Given passage:
::::::::::

A committee will begin its search for an associate provost for Research and Graduate Studies, according to an email announcement from the Office of the Provost.
Cheryl Stevens, provost and vice president for Academic Affairs, sent a statement detailing her plan of action to expand the university’s research profile by increasing the amount of research grants, contracts and innovative graduate programs.
The office is expecting this expansion to allow more opportunities for undergraduate and graduate students to get involved in new fields of research, according to the announcement. This includes a possibility for undergraduate and graduate students to have more funding for enriching research opportunities.
The WKU Office of Sponsored Programs (OSP) is confident in its ability to help faculty and staff acquire outside funds, according to the statement. Additionally, the office hopes to supply pre-award support to those who choose to submit research proposals.
Results from 2018-2019 include:
FY19 Sponsored Grants and Contracts awarded - $17,920,196
FY19 Instrumentation Grants awarded - $851,028
F19 Indirect Cost Recovery (F&A) - $1,549,711 (highest in 8 years)

::::::::::

Problem description:
According to the announcement of the associate provost search, how much was awarded in FY19 Instrumentation Grants?

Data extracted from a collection
::::::::::

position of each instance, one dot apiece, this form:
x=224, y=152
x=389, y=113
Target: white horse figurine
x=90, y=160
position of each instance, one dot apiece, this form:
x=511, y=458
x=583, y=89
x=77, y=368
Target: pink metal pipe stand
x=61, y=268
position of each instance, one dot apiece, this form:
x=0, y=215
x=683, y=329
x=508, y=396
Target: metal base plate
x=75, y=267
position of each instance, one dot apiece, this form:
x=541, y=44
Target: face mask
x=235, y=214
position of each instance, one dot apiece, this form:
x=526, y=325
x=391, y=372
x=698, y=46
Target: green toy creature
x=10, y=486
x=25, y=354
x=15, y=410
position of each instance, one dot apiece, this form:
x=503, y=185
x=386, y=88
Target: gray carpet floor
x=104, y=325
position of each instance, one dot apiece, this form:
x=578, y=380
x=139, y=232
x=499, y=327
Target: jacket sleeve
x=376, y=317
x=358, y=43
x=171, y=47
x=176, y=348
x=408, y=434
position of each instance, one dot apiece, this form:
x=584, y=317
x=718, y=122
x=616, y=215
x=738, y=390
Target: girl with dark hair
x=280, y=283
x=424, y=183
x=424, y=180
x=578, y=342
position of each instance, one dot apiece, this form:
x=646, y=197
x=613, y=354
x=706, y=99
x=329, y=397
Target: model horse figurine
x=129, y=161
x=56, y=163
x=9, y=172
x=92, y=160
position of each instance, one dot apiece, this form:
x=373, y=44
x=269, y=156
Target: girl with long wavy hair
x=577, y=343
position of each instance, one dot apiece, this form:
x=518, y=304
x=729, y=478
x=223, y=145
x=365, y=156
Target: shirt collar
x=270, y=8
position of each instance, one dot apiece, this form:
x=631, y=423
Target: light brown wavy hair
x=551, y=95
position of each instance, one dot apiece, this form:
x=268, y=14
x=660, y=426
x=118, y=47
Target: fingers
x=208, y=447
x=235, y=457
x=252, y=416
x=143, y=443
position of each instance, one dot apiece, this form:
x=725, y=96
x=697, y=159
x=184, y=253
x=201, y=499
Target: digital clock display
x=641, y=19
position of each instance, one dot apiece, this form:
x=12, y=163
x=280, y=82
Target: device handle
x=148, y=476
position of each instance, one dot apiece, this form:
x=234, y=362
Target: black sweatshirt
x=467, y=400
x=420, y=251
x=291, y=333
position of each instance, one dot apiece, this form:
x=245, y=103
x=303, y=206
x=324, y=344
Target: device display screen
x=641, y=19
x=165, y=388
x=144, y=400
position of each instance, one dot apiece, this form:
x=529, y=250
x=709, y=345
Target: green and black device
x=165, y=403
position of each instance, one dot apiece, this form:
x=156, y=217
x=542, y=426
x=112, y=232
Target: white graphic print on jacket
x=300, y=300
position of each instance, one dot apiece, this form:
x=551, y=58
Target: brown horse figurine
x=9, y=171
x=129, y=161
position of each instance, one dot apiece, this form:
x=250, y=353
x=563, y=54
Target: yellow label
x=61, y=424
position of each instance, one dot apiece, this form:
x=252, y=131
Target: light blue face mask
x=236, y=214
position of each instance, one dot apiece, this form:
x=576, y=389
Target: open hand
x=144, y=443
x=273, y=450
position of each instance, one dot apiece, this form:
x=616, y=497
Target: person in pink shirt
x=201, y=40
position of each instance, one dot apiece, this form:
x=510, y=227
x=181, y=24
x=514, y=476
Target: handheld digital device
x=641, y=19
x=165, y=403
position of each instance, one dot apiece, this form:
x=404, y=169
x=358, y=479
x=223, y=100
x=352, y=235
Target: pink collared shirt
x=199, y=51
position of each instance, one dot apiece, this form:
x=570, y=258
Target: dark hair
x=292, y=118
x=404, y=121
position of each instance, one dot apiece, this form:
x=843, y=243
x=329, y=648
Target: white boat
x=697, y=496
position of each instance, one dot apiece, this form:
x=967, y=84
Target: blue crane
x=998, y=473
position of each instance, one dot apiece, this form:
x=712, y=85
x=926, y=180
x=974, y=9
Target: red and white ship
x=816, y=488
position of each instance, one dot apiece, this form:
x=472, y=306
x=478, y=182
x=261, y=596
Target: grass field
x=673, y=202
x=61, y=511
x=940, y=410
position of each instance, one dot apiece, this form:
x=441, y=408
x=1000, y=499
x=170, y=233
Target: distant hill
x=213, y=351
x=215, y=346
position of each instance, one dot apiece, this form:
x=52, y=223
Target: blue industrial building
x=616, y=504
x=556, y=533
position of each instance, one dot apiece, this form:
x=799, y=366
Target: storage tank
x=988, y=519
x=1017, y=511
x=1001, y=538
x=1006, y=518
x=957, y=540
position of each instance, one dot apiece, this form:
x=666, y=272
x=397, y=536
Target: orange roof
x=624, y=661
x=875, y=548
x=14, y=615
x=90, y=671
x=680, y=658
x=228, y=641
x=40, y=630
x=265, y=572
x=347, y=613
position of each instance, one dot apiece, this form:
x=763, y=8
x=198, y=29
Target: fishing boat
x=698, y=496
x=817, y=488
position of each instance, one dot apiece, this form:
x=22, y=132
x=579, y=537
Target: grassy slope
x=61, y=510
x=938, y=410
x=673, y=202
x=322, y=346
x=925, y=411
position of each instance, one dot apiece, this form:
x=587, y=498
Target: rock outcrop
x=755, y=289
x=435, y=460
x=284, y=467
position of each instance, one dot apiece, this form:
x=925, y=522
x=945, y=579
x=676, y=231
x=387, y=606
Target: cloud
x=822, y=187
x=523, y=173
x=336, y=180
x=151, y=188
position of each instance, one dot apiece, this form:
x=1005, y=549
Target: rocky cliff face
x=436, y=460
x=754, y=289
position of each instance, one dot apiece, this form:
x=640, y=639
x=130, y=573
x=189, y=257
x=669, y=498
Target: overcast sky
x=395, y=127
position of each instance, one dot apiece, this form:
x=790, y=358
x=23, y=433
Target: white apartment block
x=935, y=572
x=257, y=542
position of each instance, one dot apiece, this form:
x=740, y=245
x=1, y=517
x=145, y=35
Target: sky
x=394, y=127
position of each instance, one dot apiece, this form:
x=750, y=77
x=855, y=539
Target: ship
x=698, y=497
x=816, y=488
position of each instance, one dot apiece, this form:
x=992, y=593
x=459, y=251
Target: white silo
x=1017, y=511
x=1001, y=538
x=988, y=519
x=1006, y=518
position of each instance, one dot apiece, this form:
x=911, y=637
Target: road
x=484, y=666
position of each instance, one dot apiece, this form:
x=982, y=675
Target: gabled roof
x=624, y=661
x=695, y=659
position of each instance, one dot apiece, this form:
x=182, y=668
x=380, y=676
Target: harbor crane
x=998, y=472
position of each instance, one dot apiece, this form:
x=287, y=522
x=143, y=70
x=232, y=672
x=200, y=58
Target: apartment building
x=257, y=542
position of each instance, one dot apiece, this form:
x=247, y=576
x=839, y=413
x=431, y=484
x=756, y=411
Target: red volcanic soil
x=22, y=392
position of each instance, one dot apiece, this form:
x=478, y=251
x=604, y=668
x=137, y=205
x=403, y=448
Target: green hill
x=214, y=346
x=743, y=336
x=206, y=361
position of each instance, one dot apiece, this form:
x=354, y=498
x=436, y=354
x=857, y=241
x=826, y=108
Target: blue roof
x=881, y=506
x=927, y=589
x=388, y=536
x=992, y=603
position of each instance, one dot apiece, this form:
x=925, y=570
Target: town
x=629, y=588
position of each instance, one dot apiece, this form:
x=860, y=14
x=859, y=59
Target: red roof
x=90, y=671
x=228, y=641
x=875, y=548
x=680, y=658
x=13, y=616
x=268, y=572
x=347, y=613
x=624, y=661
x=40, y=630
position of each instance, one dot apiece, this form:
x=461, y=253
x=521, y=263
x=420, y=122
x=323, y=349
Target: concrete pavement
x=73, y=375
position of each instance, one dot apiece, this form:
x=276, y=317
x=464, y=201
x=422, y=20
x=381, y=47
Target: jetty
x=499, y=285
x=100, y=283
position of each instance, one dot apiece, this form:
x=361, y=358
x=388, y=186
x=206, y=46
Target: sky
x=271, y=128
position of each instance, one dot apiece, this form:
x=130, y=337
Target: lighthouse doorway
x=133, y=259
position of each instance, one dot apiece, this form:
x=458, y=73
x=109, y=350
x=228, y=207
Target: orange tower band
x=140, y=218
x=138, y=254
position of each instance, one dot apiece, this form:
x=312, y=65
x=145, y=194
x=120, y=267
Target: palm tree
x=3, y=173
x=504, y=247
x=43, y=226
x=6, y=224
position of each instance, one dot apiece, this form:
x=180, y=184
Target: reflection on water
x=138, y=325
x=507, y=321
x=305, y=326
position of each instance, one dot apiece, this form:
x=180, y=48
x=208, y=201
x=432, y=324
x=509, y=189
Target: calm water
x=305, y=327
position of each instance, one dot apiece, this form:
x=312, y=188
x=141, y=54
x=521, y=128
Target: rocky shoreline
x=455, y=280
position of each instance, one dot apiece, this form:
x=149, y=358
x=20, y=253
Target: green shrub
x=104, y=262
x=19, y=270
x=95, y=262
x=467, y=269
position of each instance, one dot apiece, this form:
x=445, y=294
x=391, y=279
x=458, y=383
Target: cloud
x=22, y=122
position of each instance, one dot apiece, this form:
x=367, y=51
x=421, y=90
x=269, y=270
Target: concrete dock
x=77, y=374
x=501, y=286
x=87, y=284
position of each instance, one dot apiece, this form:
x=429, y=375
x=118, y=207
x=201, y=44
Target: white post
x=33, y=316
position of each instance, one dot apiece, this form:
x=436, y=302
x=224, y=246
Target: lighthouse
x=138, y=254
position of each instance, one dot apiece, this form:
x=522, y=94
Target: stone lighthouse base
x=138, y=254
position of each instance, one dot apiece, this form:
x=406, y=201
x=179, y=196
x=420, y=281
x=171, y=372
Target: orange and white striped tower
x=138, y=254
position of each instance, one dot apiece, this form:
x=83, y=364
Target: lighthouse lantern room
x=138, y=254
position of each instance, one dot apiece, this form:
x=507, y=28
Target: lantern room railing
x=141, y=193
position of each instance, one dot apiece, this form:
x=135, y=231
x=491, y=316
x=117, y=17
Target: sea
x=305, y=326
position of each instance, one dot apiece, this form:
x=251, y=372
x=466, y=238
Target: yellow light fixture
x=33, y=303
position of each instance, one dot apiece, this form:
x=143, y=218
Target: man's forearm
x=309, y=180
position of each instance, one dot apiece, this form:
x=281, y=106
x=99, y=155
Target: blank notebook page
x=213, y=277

::::::::::

Response to the task:
$851,028